## Start

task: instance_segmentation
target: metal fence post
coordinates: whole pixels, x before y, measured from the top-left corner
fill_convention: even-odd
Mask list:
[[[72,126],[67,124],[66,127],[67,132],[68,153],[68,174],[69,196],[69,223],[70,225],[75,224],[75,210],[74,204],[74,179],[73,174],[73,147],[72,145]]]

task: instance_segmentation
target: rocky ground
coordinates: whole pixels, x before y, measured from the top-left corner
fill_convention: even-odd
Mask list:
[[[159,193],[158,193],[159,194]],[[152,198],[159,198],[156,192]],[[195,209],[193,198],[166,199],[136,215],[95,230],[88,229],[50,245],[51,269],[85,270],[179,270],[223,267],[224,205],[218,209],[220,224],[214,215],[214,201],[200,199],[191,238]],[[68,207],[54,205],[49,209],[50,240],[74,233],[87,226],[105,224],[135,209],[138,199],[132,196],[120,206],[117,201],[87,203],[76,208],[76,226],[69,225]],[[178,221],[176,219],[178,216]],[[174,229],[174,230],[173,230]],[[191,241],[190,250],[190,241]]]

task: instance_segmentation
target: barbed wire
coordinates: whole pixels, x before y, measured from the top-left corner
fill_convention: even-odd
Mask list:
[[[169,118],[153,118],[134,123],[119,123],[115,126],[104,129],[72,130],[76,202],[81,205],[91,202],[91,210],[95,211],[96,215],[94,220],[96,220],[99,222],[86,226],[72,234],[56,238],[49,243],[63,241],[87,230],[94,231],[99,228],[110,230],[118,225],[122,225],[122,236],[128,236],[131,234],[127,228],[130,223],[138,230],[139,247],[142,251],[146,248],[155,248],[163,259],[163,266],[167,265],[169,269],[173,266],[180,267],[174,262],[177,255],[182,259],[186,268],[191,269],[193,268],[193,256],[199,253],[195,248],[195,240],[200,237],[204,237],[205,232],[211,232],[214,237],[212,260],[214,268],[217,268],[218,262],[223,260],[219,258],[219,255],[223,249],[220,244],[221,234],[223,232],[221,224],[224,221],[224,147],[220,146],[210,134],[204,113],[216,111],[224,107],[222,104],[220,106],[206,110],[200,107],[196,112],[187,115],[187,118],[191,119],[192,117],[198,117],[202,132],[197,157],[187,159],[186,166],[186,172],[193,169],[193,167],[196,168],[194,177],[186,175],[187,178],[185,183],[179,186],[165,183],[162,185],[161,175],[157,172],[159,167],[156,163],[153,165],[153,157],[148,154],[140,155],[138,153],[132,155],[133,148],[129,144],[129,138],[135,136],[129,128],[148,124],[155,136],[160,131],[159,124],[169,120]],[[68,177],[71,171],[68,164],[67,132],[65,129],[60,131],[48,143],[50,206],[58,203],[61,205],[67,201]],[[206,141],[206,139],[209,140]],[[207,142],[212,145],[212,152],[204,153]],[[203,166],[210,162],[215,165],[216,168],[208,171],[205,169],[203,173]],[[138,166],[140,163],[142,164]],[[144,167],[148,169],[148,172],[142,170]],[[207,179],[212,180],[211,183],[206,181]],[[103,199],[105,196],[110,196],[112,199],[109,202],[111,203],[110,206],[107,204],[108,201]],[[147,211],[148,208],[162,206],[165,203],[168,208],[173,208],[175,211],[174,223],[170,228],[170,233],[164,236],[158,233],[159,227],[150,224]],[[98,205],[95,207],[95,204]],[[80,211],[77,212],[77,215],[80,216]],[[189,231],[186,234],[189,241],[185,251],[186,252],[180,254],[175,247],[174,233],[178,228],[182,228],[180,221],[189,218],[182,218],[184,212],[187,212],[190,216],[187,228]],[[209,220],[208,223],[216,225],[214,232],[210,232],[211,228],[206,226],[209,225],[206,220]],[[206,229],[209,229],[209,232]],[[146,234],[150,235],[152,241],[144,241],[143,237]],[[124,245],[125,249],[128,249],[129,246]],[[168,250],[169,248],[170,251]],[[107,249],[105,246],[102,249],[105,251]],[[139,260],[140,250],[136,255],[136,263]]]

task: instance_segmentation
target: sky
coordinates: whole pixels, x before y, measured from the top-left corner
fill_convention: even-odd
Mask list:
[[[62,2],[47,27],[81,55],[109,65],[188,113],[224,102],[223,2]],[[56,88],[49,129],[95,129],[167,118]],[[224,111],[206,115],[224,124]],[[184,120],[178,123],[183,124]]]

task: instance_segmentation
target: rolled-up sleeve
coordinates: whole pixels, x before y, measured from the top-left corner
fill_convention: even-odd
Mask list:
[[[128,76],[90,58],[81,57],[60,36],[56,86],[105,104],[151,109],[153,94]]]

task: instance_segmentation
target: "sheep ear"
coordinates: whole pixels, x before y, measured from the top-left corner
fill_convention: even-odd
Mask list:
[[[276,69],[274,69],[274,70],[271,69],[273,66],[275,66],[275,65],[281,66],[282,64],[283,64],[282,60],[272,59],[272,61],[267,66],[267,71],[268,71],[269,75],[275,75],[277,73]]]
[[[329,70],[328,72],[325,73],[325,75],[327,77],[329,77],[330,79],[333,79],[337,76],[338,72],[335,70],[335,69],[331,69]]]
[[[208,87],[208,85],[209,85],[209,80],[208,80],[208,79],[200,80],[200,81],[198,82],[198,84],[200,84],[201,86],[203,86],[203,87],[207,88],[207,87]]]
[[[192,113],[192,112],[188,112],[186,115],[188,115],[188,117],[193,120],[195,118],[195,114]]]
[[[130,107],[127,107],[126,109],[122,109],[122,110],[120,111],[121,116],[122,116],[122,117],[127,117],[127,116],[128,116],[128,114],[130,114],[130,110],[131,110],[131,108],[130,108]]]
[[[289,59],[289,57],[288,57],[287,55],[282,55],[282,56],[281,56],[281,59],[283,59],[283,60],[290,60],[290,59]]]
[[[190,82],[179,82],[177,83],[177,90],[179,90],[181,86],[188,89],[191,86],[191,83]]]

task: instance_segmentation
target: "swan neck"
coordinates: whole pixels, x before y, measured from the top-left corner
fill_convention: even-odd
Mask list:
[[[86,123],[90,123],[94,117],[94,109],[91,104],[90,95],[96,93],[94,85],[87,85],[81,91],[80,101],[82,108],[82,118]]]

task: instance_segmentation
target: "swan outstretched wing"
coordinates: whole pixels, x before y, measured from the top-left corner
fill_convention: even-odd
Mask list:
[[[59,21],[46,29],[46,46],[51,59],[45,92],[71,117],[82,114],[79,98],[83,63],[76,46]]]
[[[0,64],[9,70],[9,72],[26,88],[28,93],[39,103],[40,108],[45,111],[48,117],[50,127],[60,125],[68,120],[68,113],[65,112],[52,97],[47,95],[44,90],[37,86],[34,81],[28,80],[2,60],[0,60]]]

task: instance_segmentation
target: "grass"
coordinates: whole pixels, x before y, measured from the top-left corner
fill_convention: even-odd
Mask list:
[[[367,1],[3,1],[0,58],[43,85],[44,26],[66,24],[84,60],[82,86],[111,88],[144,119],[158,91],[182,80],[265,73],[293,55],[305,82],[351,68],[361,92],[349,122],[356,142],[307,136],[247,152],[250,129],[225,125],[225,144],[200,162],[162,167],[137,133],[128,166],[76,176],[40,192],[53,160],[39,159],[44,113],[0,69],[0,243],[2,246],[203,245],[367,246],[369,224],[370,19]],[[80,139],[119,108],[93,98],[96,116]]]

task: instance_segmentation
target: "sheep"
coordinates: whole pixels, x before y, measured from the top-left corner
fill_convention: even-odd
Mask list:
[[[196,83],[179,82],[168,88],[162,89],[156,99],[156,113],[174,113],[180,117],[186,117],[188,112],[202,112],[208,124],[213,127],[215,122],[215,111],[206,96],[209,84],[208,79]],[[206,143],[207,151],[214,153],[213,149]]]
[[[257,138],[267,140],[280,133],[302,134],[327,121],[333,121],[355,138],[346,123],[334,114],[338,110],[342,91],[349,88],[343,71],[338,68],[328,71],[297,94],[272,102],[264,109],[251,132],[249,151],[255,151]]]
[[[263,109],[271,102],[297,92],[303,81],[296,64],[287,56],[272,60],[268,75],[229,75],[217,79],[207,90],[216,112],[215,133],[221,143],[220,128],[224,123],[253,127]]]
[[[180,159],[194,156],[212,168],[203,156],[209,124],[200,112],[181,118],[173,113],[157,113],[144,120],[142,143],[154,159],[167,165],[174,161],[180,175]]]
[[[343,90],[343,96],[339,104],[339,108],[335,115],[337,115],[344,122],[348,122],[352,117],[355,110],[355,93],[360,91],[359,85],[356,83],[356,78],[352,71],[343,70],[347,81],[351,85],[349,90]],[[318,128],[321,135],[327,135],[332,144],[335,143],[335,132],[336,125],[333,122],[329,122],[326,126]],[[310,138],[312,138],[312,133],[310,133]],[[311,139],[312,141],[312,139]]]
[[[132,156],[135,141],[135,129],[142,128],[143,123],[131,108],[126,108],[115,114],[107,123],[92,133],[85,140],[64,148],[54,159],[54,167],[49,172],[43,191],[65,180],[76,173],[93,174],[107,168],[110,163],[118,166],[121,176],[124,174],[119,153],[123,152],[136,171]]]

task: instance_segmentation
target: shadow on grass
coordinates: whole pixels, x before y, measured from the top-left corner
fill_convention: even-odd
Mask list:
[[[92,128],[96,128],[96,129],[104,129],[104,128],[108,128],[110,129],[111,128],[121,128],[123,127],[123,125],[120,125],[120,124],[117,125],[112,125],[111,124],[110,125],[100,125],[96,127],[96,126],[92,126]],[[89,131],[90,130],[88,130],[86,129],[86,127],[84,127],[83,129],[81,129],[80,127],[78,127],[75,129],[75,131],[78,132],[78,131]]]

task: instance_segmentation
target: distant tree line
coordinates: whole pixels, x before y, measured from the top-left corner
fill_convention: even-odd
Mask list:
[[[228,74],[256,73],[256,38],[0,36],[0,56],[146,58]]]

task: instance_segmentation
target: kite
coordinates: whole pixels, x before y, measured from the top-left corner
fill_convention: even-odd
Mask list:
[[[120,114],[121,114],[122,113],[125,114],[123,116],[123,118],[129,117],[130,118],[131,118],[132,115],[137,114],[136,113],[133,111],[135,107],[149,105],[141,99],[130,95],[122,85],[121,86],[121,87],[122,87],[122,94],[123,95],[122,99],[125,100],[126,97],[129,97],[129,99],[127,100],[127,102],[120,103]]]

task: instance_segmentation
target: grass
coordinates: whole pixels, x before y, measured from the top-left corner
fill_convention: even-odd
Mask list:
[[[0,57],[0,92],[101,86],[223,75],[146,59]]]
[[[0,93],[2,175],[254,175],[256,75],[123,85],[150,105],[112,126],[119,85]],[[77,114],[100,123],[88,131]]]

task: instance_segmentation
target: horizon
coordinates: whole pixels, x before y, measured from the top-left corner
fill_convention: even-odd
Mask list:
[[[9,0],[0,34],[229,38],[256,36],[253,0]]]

## End

◆ **What is expected**
Copy out every line of the material that contains the word "swan".

◆ **Exercise solution**
target: "swan neck"
target: "swan outstretched wing"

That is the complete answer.